**Exercise goal**
Output every entry below exactly as it is written.

**Information supplied**
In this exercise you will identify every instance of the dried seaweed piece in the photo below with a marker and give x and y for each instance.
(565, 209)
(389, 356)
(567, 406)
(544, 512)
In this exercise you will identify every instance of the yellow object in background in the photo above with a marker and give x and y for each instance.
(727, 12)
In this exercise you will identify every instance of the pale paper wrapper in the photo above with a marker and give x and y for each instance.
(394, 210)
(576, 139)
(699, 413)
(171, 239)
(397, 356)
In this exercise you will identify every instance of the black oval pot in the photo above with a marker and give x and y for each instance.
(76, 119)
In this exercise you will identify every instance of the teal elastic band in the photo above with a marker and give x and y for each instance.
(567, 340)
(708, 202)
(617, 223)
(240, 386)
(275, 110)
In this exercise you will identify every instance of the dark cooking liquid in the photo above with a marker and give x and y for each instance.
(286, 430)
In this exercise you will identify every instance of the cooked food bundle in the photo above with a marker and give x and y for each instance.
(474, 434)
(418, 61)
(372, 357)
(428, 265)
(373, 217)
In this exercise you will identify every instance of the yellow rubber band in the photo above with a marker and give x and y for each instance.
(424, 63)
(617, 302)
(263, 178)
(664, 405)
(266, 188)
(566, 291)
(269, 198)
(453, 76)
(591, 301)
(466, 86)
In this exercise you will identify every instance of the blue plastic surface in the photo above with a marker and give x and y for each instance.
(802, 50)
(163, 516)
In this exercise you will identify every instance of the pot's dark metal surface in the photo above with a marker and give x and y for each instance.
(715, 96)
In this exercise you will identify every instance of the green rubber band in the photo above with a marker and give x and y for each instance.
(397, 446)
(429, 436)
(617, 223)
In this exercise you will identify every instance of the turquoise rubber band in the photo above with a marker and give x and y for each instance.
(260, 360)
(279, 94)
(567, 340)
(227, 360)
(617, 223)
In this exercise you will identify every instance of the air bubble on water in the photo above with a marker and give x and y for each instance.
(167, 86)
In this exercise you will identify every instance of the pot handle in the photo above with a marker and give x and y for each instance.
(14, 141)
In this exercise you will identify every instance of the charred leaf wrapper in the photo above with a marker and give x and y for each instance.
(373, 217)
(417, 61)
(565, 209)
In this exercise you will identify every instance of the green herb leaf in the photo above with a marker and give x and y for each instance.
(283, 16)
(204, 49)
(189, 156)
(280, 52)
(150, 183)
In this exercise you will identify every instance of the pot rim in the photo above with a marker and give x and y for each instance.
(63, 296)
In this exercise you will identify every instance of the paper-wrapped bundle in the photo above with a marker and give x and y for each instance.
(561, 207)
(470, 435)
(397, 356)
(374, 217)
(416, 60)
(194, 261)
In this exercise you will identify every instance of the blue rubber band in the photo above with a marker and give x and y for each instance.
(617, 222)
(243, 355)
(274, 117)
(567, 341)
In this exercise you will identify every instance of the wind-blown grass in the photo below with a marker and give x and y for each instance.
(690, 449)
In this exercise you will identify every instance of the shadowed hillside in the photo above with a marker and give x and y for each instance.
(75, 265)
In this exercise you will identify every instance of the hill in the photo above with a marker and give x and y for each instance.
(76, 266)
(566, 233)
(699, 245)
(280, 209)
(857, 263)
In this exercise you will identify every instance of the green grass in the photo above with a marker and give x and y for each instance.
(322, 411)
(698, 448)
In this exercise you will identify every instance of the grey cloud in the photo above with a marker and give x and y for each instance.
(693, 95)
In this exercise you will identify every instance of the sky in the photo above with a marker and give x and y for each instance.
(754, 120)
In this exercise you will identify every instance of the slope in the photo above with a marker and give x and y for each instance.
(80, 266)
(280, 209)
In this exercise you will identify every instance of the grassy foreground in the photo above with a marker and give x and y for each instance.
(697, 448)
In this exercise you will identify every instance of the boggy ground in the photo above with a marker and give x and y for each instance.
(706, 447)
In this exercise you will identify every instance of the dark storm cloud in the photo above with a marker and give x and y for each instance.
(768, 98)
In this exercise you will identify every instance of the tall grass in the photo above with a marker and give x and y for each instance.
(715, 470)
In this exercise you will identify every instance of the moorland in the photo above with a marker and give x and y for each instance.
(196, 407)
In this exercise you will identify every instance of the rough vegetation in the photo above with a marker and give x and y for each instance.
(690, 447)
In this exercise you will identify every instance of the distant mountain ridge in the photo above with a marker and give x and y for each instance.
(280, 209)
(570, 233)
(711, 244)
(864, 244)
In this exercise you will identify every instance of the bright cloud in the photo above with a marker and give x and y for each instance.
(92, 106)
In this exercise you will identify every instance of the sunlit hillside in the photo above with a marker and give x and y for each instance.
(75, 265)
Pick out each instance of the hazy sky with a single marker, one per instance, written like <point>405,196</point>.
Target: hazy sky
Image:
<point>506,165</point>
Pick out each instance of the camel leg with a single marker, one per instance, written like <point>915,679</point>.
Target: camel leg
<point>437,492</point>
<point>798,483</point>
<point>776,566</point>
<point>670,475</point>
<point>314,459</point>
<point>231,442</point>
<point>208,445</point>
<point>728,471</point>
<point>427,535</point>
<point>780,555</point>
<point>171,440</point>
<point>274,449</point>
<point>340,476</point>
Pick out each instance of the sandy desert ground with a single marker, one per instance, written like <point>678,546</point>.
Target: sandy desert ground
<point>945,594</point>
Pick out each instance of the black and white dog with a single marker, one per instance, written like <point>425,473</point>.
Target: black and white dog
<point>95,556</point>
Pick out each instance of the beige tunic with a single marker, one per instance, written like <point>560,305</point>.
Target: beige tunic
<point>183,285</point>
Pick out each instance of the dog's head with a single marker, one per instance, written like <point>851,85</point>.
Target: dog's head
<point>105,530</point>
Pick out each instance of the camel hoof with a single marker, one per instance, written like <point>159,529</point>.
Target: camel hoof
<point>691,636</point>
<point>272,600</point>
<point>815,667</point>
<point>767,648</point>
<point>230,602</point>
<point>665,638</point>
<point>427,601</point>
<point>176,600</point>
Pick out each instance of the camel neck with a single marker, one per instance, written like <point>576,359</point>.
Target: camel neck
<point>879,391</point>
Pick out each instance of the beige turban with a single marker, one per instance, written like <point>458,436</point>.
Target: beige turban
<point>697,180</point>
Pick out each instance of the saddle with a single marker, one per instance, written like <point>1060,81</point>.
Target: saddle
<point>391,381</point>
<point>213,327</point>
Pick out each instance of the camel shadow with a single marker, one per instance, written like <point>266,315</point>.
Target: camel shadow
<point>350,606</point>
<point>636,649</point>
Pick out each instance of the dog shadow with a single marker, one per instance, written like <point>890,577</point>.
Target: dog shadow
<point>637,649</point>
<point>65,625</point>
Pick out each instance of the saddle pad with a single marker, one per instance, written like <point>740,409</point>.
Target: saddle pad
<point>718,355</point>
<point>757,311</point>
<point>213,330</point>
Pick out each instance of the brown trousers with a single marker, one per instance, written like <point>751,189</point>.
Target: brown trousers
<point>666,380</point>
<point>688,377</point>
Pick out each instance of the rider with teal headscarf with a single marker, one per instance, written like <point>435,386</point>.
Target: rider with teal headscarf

**Output**
In this exercise you will identify every instance of the dried seaweed piece in the photo below with a marker and give x and y for each instance.
(565, 209)
(389, 356)
(567, 406)
(544, 512)
In this exercise you will identify every instance of the yellow object in background in the photo above with a marker and give x and y for each instance.
(727, 12)
In this exercise you will identify every instance of the pale paper wrapper in the photo above with a marker and give x and y for each instance.
(394, 210)
(576, 139)
(699, 413)
(171, 239)
(397, 356)
In this exercise you will identify every instance of the black oval pot in the photo above with a marker and give x and y for each instance.
(76, 119)
In this exercise you will identify every instance of the teal elastic band in the photo above with a marker and give x and y for each instance.
(567, 340)
(708, 202)
(617, 223)
(240, 386)
(275, 110)
In this exercise you will identify every instance of the dark cooking liquid in the photo above with a marker and give x and y for each instance.
(286, 430)
In this exercise you will identify every instance of the cooked food bundle in the photo above with a marker and give x and y for each instance.
(474, 434)
(418, 61)
(372, 357)
(428, 265)
(373, 217)
In this exercise you will identify every instance of the yellow rubber band in the photo above with a marker and give x and y for each instance.
(424, 63)
(617, 302)
(263, 178)
(664, 405)
(266, 188)
(566, 291)
(269, 198)
(453, 76)
(591, 301)
(466, 86)
In this exercise you will identify every instance of the blue plastic surface in the photo above with a marker and give x and y for each instance.
(802, 50)
(163, 516)
In this exercise you will identify every instance of the pot's dark metal surface in the photo above with a marker and give x and y for each instance.
(715, 96)
In this exercise you will identify every instance of the green rubber band in the photo above with a marker and give x and y for each instance.
(397, 446)
(429, 436)
(617, 223)
In this exercise you will identify every instance of the turquoise rubber band in the photo above with a marker and give x and y for each instance.
(260, 360)
(279, 94)
(567, 340)
(227, 360)
(617, 223)
In this exercise you will identify every instance of the air bubble on water in the photo above with a marker and give x and y for each instance.
(167, 86)
In this exercise you will identify every instance of the pot handle in the photo above with a marker and give x and y for each instance.
(14, 141)
In this exercise you will identify every instance of the charred leaf wrapper in the photo above with a marker and give x and y for each instance.
(373, 217)
(417, 61)
(565, 209)
In this exercise you will identify every instance of the green herb leaf in the photo above with a marker and give x and y for each instance.
(283, 16)
(204, 49)
(189, 156)
(280, 52)
(150, 183)
In this exercise you will identify every instance of the pot rim in the photo above with a marker and give x and y for each instance.
(63, 296)
In this exercise you will identify every instance of the paper-wrapped bundle in the photo above with a marker and give x and y for each instance.
(561, 207)
(470, 435)
(397, 356)
(374, 217)
(416, 60)
(194, 261)
In this exercise you will identify every instance of the blue rubber band in the photo above with a marker and give x and y for each instance.
(617, 222)
(243, 355)
(274, 117)
(567, 341)
In this exercise you will identify every instance of the wind-blown grass in the photo below with a marker and give x and y for each instance.
(690, 449)
In this exercise you will identify every instance of the shadowed hillside in the photo above with a marker and give x and y for each instance.
(75, 265)
In this exercise you will identify every instance of the hill in the photo above with a marker and give x and y for each instance.
(76, 266)
(566, 233)
(699, 245)
(280, 209)
(857, 263)
In this exercise you will identify every instance of the green grass in the photo above with a marker and give x and y for each instance.
(322, 411)
(698, 448)
In this exercise you will identify every instance of the grey cloud in the photo above with a marker and give x and y for each instance.
(693, 95)
In this exercise you will identify every instance of the sky in the photo above with a marker and give x and y for each instance.
(754, 120)
In this exercise you will identify every instance of the slope in the photo above with a marker and give x and y for each instance.
(80, 266)
(280, 209)
In this exercise you will identify every instance of the grassy foreground in the photo above with a marker and give x and y for each instance.
(697, 448)
In this exercise you will identify every instance of the boggy ground in the photo above with a marker and give x and y for each instance.
(706, 447)
In this exercise you will identify every instance of the dark storm cloud in the photo above with a marker and give x and y for each instance.
(768, 98)
In this exercise you will identify every instance of the tall grass in the photo above with a marker and give x and y for each instance.
(715, 470)
In this exercise you will identify every instance of the moorland in the photo above with a marker and give x and y for each instance.
(196, 407)
In this exercise you will identify every instance of the rough vegetation in the photo above with a marker and give x and y for each instance.
(690, 447)
In this exercise you will identify every instance of the distant mountain ridge in the photo above with a marker and give x and y for each instance.
(280, 209)
(570, 233)
(711, 244)
(864, 244)
In this exercise you will identify every instance of the bright cloud in the photo above with a marker and give x and y for each instance.
(92, 106)
In this exercise you will identify every instance of the sunlit hillside in the photo above with a marker and give x and y for each instance.
(75, 265)
Pick out each instance of the hazy sky with a single marker, one per instance, written like <point>405,196</point>.
Target: hazy sky
Image:
<point>506,165</point>
Pick out each instance of the camel leg with a single marker, one per instance, written like <point>915,679</point>.
Target: camel leg
<point>437,492</point>
<point>798,483</point>
<point>776,566</point>
<point>670,475</point>
<point>314,459</point>
<point>231,442</point>
<point>208,445</point>
<point>728,471</point>
<point>427,535</point>
<point>780,555</point>
<point>171,440</point>
<point>274,449</point>
<point>340,476</point>
Pick out each instance of the sandy desert ground with a single marker, one per instance, written like <point>678,546</point>.
Target: sandy desert ground
<point>945,594</point>
Pick out each instance of the black and white dog with a single marker, one per instance, written like <point>425,473</point>.
Target: black and white dog
<point>95,556</point>
Pick out each instance of the beige tunic with a single marker, one per instance, written like <point>560,305</point>.
Target: beige tunic
<point>183,285</point>
Pick out each instance of the dog's head with a single marker, one per instance, written like <point>851,85</point>.
Target: dog's head
<point>105,530</point>
Pick out each instance of the camel hoof with a single marker, one per instance, written like <point>159,529</point>.
Target: camel hoof
<point>691,636</point>
<point>272,600</point>
<point>815,667</point>
<point>767,648</point>
<point>230,602</point>
<point>665,638</point>
<point>427,601</point>
<point>176,600</point>
Pick out each instance of the camel neck with a single marker, one per instance, written like <point>576,359</point>.
Target: camel neck
<point>879,391</point>
Pick out each instance of the beige turban with a single marker, one per instance, written like <point>458,436</point>.
Target: beige turban
<point>697,180</point>
Pick out each instance of the saddle with a single marker, one per instance, written like <point>1060,81</point>.
Target: saddle
<point>391,381</point>
<point>213,327</point>
Pick out each instance of the camel shadow with a single marker, one per instance, written like <point>266,315</point>.
Target: camel shadow
<point>350,606</point>
<point>636,649</point>
Pick out each instance of the dog shadow with a single marker, one per instance, written like <point>890,577</point>.
Target: dog shadow
<point>637,649</point>
<point>65,625</point>
Pick out each instance of the saddle pad with a single marker, one per instance, written like <point>740,409</point>.
Target: saddle pad
<point>718,355</point>
<point>757,311</point>
<point>213,330</point>
Pick out each instance of the brown trousers with a single marker, one per instance, written like <point>751,189</point>.
Target: brown trousers
<point>666,380</point>
<point>688,377</point>
Pick out each instance of the rider with teal headscarf with a single marker, one per instance, written like <point>435,386</point>.
Target: rider with teal headscarf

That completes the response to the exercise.